▶ [What is expected]:
Rewrite every line of the entries from the line containing "Can you see the green" through the end of the entries, both ends included, and add -136 to each x and y point coordinate in the answers.

▶ [Extracted information]:
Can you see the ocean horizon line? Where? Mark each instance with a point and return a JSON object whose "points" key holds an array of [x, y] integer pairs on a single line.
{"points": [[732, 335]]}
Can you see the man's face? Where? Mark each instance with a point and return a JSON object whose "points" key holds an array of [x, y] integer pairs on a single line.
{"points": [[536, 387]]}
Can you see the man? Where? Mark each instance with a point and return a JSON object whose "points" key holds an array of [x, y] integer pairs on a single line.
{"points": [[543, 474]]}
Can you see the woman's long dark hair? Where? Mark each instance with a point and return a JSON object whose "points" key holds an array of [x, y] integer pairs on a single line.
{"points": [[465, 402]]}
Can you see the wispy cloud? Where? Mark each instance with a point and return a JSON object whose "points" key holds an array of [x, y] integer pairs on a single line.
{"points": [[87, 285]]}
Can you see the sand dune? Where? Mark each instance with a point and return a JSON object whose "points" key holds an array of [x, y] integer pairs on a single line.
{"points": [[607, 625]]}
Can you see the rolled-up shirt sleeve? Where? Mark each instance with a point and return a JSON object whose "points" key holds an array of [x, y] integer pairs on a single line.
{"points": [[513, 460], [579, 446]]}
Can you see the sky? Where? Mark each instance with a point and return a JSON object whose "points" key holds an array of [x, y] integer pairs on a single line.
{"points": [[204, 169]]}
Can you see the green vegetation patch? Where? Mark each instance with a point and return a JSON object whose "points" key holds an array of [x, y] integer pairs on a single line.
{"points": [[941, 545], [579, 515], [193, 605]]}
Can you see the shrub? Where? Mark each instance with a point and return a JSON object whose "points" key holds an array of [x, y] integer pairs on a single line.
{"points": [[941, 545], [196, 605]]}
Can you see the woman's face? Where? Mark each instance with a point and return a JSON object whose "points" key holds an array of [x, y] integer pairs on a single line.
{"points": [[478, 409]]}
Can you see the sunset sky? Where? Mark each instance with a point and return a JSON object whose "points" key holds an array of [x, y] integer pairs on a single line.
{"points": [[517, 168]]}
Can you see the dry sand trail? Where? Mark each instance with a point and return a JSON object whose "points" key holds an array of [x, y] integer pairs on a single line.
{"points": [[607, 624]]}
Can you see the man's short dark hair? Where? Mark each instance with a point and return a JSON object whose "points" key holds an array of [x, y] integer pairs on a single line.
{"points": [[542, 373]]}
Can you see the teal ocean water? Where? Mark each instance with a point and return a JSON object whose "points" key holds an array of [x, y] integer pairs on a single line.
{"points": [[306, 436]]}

▶ [Completed task]:
Can you see the green vegetation patch? Where? Mark each instance with a point and return a JSON object whose "points" key holds an array of [x, y] integer pairs on a single line.
{"points": [[805, 409], [443, 379], [57, 469]]}
Can you see the shrub? Where? Mark each instance with a point and return a JSON object whose "points" key holds an array of [x, y] integer pairs on a single line.
{"points": [[805, 409], [60, 469]]}
Can you see the woman's face? Where? Mark each instance with a point and return a JSON object whose "points" key holds an array of [x, y] integer pairs on a single line.
{"points": [[342, 273]]}
Can you see the sunset sky? Where? Mark each instance with a point and return a JSON object whose "points" key holds an array of [x, y] integer pairs on a single line.
{"points": [[381, 32]]}
Can you see the dry sand trail? Where? Mark each instance with a point and return a JSON object whose "points" key holds an array of [x, y] integer pairs on a single line.
{"points": [[471, 488]]}
Can you see the man's short dark hair? Where? Mark each instance with a point and return a JSON object whose "points" key holds an array of [x, y] integer pairs on a single line.
{"points": [[406, 237]]}
Can you see the teal ocean water? Where? Mark each instance with a point and return a JSON object whose "points" key holds an array of [x, y] integer pairs on a single line.
{"points": [[170, 300]]}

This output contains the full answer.